Supplied records:

__________________________________________________

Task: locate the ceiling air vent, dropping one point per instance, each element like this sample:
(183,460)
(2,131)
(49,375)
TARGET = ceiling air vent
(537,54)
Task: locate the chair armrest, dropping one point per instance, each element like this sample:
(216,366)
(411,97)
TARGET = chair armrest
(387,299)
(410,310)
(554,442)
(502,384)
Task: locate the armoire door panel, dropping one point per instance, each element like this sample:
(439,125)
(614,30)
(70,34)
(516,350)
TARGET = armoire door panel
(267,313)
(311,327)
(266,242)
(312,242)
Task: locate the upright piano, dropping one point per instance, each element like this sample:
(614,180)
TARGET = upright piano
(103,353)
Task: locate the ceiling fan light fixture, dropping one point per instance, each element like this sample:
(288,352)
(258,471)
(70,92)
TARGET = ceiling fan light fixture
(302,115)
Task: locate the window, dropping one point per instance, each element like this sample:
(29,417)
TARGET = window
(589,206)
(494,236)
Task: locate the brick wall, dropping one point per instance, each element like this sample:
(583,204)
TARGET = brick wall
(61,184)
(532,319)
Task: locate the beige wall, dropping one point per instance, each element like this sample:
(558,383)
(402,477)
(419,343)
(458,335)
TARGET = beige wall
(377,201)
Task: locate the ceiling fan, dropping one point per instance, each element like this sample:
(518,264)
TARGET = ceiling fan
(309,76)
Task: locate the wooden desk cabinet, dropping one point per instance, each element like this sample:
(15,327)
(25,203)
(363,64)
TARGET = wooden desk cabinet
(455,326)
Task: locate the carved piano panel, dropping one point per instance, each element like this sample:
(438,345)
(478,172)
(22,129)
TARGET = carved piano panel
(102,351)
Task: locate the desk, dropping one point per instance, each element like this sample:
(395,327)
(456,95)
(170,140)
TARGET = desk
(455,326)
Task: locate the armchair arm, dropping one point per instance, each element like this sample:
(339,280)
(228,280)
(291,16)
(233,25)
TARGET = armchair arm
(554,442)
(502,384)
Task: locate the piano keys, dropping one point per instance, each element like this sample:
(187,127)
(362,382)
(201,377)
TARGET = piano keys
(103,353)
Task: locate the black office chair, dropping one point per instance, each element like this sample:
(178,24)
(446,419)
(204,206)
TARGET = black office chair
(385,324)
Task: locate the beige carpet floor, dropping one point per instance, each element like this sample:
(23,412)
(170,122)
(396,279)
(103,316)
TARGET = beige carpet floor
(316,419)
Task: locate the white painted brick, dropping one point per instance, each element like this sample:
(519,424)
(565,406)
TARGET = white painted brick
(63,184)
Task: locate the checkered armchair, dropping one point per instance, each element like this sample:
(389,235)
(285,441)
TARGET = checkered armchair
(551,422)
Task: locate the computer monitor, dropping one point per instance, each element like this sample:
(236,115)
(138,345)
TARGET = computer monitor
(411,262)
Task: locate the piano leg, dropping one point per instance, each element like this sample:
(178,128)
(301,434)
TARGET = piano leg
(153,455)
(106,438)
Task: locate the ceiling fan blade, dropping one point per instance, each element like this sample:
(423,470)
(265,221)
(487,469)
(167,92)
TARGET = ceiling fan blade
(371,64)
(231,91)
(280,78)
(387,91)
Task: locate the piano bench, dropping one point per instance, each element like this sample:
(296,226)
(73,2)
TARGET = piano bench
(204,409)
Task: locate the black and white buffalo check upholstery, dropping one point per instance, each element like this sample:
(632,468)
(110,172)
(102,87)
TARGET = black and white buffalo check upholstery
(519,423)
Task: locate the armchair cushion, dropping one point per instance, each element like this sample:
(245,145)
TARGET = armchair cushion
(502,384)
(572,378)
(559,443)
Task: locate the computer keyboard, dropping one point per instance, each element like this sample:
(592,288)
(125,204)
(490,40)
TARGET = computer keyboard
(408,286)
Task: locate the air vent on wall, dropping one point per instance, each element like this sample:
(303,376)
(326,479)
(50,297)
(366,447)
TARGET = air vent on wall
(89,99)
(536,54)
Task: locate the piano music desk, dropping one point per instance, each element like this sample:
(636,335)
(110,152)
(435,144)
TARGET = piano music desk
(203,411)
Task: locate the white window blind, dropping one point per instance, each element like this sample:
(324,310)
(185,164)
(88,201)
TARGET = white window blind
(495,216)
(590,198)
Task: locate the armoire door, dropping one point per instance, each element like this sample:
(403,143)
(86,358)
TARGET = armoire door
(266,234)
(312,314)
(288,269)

__________________________________________________

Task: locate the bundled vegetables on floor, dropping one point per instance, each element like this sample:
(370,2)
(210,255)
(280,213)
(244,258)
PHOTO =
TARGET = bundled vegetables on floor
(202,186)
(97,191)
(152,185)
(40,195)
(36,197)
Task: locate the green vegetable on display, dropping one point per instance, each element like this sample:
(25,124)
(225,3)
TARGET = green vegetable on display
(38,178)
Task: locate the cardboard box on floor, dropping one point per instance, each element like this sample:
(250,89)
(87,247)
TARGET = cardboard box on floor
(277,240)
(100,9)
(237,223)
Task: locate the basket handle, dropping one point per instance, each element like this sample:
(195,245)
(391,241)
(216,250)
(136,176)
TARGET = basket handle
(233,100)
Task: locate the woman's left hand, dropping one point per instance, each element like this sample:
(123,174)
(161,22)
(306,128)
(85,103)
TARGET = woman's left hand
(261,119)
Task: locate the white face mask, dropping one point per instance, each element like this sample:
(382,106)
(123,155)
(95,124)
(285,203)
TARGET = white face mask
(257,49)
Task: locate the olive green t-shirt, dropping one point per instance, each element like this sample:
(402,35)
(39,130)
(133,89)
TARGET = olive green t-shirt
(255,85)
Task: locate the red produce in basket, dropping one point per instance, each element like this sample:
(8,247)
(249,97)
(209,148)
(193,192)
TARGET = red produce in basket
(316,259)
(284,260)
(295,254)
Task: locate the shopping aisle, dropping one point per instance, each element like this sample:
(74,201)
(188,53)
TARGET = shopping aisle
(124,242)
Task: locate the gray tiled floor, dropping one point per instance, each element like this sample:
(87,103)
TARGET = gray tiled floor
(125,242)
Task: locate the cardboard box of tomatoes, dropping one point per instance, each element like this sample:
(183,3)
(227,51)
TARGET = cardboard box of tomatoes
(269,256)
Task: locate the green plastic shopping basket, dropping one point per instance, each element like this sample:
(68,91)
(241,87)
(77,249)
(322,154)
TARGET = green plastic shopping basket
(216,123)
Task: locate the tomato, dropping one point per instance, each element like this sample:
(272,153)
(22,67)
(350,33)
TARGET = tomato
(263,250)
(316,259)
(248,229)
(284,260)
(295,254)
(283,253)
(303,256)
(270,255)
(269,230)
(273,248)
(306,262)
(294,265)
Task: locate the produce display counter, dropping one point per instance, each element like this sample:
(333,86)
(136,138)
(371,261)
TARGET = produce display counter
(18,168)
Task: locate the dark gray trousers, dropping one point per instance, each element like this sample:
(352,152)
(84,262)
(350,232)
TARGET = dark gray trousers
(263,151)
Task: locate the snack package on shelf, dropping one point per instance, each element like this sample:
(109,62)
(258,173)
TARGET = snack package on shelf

__________________________________________________

Work item: Which lines of the records contain the word "package"? Copy each of them.

Response area:
Task: locate the snack package on shelf, dropping one point per instance, each element like this sample:
TARGET = snack package on shelf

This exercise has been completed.